_Work to do_.
In the records below, find the line containing "of uniform shown in this photo."; give it again exactly, along with every line that follows, and nothing else.

[start of Data for this exercise]

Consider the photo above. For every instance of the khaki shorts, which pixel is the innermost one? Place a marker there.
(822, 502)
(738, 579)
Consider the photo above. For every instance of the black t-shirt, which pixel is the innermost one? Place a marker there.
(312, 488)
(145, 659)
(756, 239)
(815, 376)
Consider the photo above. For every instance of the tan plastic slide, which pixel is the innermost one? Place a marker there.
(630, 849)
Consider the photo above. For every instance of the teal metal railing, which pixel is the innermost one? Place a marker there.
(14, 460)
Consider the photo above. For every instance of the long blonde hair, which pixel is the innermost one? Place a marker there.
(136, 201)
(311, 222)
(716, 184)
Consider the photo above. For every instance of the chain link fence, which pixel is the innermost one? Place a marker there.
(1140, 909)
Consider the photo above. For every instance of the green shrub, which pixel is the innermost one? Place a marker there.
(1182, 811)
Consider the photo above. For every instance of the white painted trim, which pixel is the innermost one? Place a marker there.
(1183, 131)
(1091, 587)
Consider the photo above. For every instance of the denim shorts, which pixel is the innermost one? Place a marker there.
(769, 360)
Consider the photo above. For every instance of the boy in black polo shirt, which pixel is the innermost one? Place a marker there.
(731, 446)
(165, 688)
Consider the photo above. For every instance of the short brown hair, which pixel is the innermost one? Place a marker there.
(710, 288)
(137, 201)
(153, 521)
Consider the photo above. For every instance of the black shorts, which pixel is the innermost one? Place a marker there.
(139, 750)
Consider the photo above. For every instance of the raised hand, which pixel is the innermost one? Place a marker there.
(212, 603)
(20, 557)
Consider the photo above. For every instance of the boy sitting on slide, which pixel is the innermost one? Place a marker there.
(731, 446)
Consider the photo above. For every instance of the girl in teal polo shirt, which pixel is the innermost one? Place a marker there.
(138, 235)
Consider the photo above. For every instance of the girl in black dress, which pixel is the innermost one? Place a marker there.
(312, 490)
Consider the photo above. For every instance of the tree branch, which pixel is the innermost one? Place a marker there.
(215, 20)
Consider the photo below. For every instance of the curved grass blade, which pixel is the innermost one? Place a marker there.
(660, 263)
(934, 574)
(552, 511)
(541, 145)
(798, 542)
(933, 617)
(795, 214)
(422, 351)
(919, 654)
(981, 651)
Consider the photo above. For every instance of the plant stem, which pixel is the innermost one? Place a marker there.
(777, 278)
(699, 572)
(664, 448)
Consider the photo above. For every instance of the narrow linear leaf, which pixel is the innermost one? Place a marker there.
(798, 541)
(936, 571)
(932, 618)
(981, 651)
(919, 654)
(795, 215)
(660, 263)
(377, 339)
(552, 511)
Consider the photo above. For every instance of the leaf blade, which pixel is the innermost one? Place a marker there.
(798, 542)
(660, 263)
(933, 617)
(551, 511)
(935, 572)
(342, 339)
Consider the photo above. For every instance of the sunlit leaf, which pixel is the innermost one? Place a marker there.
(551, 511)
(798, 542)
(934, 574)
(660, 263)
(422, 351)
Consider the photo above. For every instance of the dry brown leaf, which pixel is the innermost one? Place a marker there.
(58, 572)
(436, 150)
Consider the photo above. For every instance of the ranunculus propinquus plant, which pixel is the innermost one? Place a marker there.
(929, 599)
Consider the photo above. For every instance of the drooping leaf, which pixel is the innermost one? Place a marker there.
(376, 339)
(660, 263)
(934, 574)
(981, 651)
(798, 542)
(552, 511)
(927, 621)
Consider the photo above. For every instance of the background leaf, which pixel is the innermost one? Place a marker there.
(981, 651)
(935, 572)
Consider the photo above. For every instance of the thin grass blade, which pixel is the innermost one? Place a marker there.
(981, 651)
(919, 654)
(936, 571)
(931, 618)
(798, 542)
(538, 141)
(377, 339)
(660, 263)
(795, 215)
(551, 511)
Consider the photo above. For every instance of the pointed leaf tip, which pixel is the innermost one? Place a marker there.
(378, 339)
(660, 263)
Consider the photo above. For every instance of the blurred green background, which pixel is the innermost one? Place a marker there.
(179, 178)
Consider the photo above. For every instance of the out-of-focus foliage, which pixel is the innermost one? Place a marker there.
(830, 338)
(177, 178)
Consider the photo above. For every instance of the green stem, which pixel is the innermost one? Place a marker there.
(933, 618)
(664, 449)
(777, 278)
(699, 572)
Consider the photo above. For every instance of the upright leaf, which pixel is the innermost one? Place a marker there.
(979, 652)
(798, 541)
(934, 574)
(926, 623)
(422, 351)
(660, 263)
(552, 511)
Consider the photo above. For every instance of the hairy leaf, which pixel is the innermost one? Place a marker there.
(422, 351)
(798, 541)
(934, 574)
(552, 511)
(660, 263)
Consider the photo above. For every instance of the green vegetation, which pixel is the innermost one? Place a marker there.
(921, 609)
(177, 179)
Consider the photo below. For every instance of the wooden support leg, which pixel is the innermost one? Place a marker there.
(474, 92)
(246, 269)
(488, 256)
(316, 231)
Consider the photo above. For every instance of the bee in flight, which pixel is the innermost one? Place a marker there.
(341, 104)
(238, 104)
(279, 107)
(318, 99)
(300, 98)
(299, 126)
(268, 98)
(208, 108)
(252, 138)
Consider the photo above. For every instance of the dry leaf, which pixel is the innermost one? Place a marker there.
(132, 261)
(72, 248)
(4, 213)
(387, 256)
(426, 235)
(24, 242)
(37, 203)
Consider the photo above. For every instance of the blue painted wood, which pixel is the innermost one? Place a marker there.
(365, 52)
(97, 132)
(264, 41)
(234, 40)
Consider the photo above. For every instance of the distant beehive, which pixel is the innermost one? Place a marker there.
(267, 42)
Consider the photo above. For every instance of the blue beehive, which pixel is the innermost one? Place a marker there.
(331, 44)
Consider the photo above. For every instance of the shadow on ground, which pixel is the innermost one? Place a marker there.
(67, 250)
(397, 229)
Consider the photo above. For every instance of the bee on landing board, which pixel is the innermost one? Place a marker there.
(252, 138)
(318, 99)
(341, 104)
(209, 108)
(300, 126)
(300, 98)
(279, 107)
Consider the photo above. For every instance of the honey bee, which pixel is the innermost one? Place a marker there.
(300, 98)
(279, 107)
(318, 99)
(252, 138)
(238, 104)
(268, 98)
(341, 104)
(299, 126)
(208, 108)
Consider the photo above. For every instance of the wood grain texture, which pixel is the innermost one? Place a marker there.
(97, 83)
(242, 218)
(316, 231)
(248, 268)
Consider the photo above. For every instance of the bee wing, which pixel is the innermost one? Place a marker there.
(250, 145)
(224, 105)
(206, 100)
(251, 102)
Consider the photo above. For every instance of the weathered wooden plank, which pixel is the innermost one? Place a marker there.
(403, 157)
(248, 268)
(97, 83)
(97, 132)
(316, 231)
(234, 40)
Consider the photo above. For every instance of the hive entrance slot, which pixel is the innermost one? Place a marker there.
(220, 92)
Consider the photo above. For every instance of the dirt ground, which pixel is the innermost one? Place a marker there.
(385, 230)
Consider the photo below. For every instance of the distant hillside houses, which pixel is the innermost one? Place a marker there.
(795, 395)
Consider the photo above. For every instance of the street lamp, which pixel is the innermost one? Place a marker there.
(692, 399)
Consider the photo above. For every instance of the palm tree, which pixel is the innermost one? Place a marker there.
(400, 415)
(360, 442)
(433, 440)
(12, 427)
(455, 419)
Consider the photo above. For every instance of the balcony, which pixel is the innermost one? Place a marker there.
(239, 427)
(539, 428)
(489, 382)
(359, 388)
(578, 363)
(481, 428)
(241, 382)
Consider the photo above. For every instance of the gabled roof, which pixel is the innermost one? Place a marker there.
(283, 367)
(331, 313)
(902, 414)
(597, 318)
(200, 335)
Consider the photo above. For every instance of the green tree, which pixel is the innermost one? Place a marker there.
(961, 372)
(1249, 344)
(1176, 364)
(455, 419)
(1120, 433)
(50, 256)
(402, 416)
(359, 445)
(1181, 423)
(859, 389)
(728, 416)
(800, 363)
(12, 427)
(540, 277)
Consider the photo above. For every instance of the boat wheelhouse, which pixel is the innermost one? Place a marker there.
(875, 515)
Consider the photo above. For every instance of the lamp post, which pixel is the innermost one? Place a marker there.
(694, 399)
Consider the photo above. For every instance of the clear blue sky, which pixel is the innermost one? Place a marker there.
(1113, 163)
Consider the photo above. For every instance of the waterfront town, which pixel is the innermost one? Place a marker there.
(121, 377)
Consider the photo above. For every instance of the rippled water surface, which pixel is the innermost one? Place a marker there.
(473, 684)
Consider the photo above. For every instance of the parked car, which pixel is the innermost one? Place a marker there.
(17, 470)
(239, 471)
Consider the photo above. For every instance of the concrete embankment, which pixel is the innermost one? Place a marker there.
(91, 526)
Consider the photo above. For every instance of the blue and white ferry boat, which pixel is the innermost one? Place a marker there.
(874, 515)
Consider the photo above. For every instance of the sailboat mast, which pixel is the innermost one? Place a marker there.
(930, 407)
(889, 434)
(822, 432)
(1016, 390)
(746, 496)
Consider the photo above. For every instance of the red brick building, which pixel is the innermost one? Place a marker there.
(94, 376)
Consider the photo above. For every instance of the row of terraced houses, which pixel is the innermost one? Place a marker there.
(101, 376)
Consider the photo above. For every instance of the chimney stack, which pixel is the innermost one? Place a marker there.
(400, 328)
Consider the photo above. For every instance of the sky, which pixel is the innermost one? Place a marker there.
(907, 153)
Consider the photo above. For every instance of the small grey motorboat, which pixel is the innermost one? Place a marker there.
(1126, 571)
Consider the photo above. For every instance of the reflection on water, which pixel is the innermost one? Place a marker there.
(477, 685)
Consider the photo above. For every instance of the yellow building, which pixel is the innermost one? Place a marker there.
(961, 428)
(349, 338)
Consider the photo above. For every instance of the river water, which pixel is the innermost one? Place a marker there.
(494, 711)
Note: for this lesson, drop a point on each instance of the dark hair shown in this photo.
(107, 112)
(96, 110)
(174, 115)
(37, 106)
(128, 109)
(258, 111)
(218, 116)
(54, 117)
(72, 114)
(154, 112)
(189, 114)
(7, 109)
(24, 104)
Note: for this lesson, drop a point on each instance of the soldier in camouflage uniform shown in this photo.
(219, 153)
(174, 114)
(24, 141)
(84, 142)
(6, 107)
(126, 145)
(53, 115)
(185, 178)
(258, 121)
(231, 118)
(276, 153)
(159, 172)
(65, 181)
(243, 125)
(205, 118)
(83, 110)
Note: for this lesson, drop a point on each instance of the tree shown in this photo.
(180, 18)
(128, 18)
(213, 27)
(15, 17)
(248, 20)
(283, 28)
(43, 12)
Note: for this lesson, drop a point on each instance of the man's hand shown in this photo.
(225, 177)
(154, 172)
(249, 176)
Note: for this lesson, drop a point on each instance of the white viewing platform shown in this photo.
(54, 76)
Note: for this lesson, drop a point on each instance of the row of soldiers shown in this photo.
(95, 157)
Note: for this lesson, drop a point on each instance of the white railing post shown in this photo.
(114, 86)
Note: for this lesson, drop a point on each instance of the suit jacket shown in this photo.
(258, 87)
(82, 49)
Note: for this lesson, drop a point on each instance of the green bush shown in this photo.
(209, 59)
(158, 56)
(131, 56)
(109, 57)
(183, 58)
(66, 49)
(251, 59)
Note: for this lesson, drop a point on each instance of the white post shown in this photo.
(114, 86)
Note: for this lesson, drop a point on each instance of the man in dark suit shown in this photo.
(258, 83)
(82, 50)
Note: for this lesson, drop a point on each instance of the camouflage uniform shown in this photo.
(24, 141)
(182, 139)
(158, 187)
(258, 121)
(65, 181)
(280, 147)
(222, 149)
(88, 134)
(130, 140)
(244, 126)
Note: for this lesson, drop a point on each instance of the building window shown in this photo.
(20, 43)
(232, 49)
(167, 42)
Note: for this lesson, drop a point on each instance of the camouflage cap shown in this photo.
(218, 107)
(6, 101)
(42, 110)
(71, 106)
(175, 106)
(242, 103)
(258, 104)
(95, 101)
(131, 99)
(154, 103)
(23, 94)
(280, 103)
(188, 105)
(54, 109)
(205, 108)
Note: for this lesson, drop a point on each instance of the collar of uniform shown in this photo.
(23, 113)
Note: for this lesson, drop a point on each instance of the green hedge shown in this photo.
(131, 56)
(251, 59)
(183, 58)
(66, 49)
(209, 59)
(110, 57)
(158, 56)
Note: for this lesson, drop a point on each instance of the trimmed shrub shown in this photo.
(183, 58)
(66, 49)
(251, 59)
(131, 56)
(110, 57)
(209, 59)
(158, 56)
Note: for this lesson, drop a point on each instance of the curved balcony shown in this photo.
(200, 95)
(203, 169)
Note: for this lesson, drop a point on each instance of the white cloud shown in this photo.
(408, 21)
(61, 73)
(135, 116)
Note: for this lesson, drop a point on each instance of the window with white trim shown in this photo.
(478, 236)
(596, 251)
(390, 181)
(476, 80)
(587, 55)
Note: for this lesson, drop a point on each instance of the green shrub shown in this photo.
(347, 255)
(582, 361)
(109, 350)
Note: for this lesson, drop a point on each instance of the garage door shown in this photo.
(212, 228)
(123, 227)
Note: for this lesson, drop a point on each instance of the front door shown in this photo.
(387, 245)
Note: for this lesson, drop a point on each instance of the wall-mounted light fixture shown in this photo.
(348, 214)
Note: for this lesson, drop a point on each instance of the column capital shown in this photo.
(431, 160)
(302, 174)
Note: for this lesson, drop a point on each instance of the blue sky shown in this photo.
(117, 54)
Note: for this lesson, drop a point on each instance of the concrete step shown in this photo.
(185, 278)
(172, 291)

[end of Data for this exercise]

_Output below_.
Note: for this lesson, drop a point on each instance of the collar of uniform shown in this photo.
(23, 113)
Note: for this lesson, drop a point on each instance of the green hedge shown in this photo.
(131, 56)
(251, 59)
(183, 58)
(66, 49)
(209, 59)
(110, 57)
(158, 56)
Note: for this lesson, drop a point on each instance of the trimmed shrub shown in this photo.
(183, 58)
(66, 49)
(251, 59)
(131, 56)
(110, 57)
(209, 59)
(158, 56)
Note: for this lesson, drop a point on each instance of the curved balcony shown in this photo.
(200, 95)
(203, 169)
Note: for this lesson, drop a point on each instance of the white cloud shown in this photo.
(408, 21)
(61, 73)
(135, 116)
Note: for this lesson, drop a point on each instance of the window with white trim shown in this photo.
(478, 236)
(596, 251)
(390, 181)
(476, 80)
(587, 55)
Note: for this lesson, drop a point on each instance of the green shrub shown in this photo.
(347, 255)
(582, 361)
(109, 350)
Note: for this lesson, drop a point on each instance of the garage door shown in this photo.
(212, 228)
(123, 227)
Note: for this lesson, drop a point on each instance of the front door shown in this photo.
(387, 245)
Note: for this lesson, drop a point on each instance of the wall-mounted light fixture shown in this photo.
(348, 214)
Note: for this lesson, drop a point on each instance of the column capital shown in this photo.
(431, 160)
(302, 174)
Note: for this lesson, drop a point on each instance of the blue sky shown in this photo.
(117, 54)
Note: for this lesson, drop a point on each instance of the concrete step shown in this photo.
(185, 278)
(172, 291)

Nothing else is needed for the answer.